* [Recorded information]
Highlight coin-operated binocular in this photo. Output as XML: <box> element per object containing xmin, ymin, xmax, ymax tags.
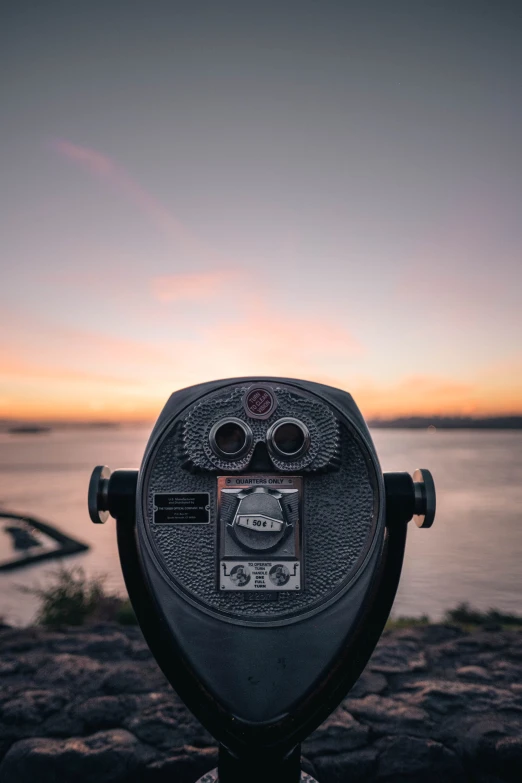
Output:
<box><xmin>89</xmin><ymin>378</ymin><xmax>435</xmax><ymax>783</ymax></box>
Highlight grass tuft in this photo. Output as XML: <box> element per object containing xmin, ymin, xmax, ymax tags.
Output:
<box><xmin>444</xmin><ymin>603</ymin><xmax>522</xmax><ymax>628</ymax></box>
<box><xmin>20</xmin><ymin>567</ymin><xmax>136</xmax><ymax>626</ymax></box>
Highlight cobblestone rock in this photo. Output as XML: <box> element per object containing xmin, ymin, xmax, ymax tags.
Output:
<box><xmin>0</xmin><ymin>623</ymin><xmax>522</xmax><ymax>783</ymax></box>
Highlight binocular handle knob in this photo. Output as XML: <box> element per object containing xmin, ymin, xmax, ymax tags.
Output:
<box><xmin>413</xmin><ymin>468</ymin><xmax>436</xmax><ymax>527</ymax></box>
<box><xmin>384</xmin><ymin>468</ymin><xmax>436</xmax><ymax>527</ymax></box>
<box><xmin>88</xmin><ymin>465</ymin><xmax>138</xmax><ymax>525</ymax></box>
<box><xmin>87</xmin><ymin>465</ymin><xmax>111</xmax><ymax>525</ymax></box>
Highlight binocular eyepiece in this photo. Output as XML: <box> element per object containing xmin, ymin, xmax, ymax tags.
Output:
<box><xmin>89</xmin><ymin>378</ymin><xmax>435</xmax><ymax>783</ymax></box>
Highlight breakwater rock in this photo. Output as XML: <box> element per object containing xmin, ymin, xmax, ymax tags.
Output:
<box><xmin>0</xmin><ymin>624</ymin><xmax>522</xmax><ymax>783</ymax></box>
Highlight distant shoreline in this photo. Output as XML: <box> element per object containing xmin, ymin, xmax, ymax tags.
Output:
<box><xmin>0</xmin><ymin>415</ymin><xmax>522</xmax><ymax>435</ymax></box>
<box><xmin>367</xmin><ymin>416</ymin><xmax>522</xmax><ymax>430</ymax></box>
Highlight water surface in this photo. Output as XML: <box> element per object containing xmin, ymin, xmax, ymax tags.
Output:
<box><xmin>0</xmin><ymin>427</ymin><xmax>522</xmax><ymax>623</ymax></box>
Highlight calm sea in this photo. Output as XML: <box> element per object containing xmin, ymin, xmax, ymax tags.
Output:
<box><xmin>0</xmin><ymin>428</ymin><xmax>522</xmax><ymax>623</ymax></box>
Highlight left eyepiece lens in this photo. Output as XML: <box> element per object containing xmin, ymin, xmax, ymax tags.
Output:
<box><xmin>209</xmin><ymin>418</ymin><xmax>252</xmax><ymax>459</ymax></box>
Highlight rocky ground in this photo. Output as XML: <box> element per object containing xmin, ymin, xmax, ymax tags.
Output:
<box><xmin>0</xmin><ymin>625</ymin><xmax>522</xmax><ymax>783</ymax></box>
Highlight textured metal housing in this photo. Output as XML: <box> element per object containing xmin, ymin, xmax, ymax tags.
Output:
<box><xmin>142</xmin><ymin>383</ymin><xmax>381</xmax><ymax>622</ymax></box>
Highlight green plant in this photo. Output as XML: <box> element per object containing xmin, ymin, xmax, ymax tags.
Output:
<box><xmin>385</xmin><ymin>614</ymin><xmax>431</xmax><ymax>631</ymax></box>
<box><xmin>20</xmin><ymin>567</ymin><xmax>136</xmax><ymax>626</ymax></box>
<box><xmin>444</xmin><ymin>603</ymin><xmax>522</xmax><ymax>627</ymax></box>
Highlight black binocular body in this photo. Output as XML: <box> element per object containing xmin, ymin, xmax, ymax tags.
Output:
<box><xmin>89</xmin><ymin>378</ymin><xmax>435</xmax><ymax>783</ymax></box>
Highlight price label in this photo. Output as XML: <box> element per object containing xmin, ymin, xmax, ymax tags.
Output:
<box><xmin>236</xmin><ymin>514</ymin><xmax>283</xmax><ymax>533</ymax></box>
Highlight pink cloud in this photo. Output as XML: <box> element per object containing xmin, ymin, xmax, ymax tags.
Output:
<box><xmin>53</xmin><ymin>139</ymin><xmax>228</xmax><ymax>264</ymax></box>
<box><xmin>150</xmin><ymin>270</ymin><xmax>244</xmax><ymax>302</ymax></box>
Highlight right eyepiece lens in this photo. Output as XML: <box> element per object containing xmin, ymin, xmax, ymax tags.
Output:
<box><xmin>269</xmin><ymin>419</ymin><xmax>310</xmax><ymax>457</ymax></box>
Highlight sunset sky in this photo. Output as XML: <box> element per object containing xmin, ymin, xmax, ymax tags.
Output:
<box><xmin>0</xmin><ymin>0</ymin><xmax>522</xmax><ymax>420</ymax></box>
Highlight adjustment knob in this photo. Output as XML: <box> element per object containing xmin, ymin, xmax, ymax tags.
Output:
<box><xmin>87</xmin><ymin>465</ymin><xmax>111</xmax><ymax>525</ymax></box>
<box><xmin>413</xmin><ymin>468</ymin><xmax>436</xmax><ymax>527</ymax></box>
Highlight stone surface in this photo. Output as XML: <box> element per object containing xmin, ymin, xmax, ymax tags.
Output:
<box><xmin>0</xmin><ymin>623</ymin><xmax>522</xmax><ymax>783</ymax></box>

* [Exercise aim]
Write the listing above out again exactly, dropping each image.

* [Task result]
Highlight coin-operated binocular in this photo. Output as XML: <box> element per object containing xmin, ymin, xmax, ymax tags.
Output:
<box><xmin>89</xmin><ymin>378</ymin><xmax>435</xmax><ymax>783</ymax></box>
Highlight grass tuft in this photo. Output as XML: <box> element per object containing xmin, ymin, xmax, ymax tags.
Output:
<box><xmin>444</xmin><ymin>603</ymin><xmax>522</xmax><ymax>628</ymax></box>
<box><xmin>20</xmin><ymin>567</ymin><xmax>136</xmax><ymax>626</ymax></box>
Highlight cobblestone rock in this photo. Output as XML: <box> element per object containing xmin, ymin, xmax, ymax tags.
Output:
<box><xmin>0</xmin><ymin>623</ymin><xmax>522</xmax><ymax>783</ymax></box>
Highlight binocular handle knob in this photo. Output as XML: <box> element per object containing xmin, ymin, xmax, ymax tags.
Output:
<box><xmin>413</xmin><ymin>468</ymin><xmax>436</xmax><ymax>527</ymax></box>
<box><xmin>384</xmin><ymin>468</ymin><xmax>436</xmax><ymax>527</ymax></box>
<box><xmin>88</xmin><ymin>465</ymin><xmax>138</xmax><ymax>525</ymax></box>
<box><xmin>87</xmin><ymin>465</ymin><xmax>111</xmax><ymax>525</ymax></box>
Highlight binocular eyepiece in this photo. Output as XML: <box> element per object containing xmin, ymin, xmax, ymax tags.
Output:
<box><xmin>89</xmin><ymin>378</ymin><xmax>435</xmax><ymax>783</ymax></box>
Highlight breakwater rock in this photo. Output as XML: <box> element per object containing xmin, ymin, xmax, ymax tags.
Output:
<box><xmin>0</xmin><ymin>624</ymin><xmax>522</xmax><ymax>783</ymax></box>
Highlight distant shoreline in this photo. Output as XML: <box> element per object containing xmin, ymin, xmax, ymax tags.
Output:
<box><xmin>0</xmin><ymin>415</ymin><xmax>522</xmax><ymax>435</ymax></box>
<box><xmin>367</xmin><ymin>416</ymin><xmax>522</xmax><ymax>430</ymax></box>
Highlight water surface in this photo. Output as XML: <box> element per object containing xmin, ymin, xmax, ymax tags.
Output:
<box><xmin>0</xmin><ymin>427</ymin><xmax>522</xmax><ymax>623</ymax></box>
Highlight calm sea in this photo. Output as XML: <box> element per object containing xmin, ymin, xmax, ymax tags.
Output:
<box><xmin>0</xmin><ymin>428</ymin><xmax>522</xmax><ymax>623</ymax></box>
Highlight left eyepiece lens in this photo. Output as XML: <box> element per object containing xmin, ymin, xmax, ymax tags.
Output:
<box><xmin>209</xmin><ymin>418</ymin><xmax>252</xmax><ymax>459</ymax></box>
Highlight rocky ground in this photo. Output as XML: <box> element per object containing xmin, ymin, xmax, ymax tags.
Output:
<box><xmin>0</xmin><ymin>625</ymin><xmax>522</xmax><ymax>783</ymax></box>
Highlight textured metal housing in this photo. Output as XML: <box> element per object containing xmin, ymin, xmax, ymax tags.
Output:
<box><xmin>142</xmin><ymin>383</ymin><xmax>381</xmax><ymax>622</ymax></box>
Highlight green plant in this photo. Output as XML: <box> element per object containing xmin, ymin, xmax, ymax tags.
Output:
<box><xmin>385</xmin><ymin>614</ymin><xmax>431</xmax><ymax>631</ymax></box>
<box><xmin>20</xmin><ymin>567</ymin><xmax>136</xmax><ymax>626</ymax></box>
<box><xmin>444</xmin><ymin>603</ymin><xmax>522</xmax><ymax>627</ymax></box>
Highlight black binocular body in this photo. Output as XML: <box> element per object containing xmin, ymin, xmax, ymax tags.
Output:
<box><xmin>89</xmin><ymin>378</ymin><xmax>435</xmax><ymax>783</ymax></box>
Highlight price label in this photo. Output as XML: <box> element per object containing xmin, ymin, xmax, ymax tags.
Output:
<box><xmin>236</xmin><ymin>514</ymin><xmax>283</xmax><ymax>533</ymax></box>
Highlight pink cloud in this photo. Output as XML: <box> element per object containing xmin, ymin, xmax, ymax tags.
Output:
<box><xmin>53</xmin><ymin>139</ymin><xmax>228</xmax><ymax>264</ymax></box>
<box><xmin>150</xmin><ymin>270</ymin><xmax>244</xmax><ymax>302</ymax></box>
Highlight right eyepiece lens in this photo. Output as XML: <box> element per object containing xmin, ymin, xmax, ymax tags.
Output:
<box><xmin>269</xmin><ymin>419</ymin><xmax>310</xmax><ymax>457</ymax></box>
Highlight sunset sky in this photo. Output as XML: <box> element per object containing xmin, ymin, xmax, ymax tags.
Output:
<box><xmin>0</xmin><ymin>0</ymin><xmax>522</xmax><ymax>420</ymax></box>
Highlight adjustment knob in this photo. Output as XML: <box> element per object containing xmin, ymin, xmax, ymax tags.
Output:
<box><xmin>87</xmin><ymin>465</ymin><xmax>111</xmax><ymax>525</ymax></box>
<box><xmin>413</xmin><ymin>468</ymin><xmax>436</xmax><ymax>527</ymax></box>
Highlight stone surface in this photo. Output as XML: <box> element per object containing xmin, ymin, xmax, ymax tags.
Output:
<box><xmin>0</xmin><ymin>623</ymin><xmax>522</xmax><ymax>783</ymax></box>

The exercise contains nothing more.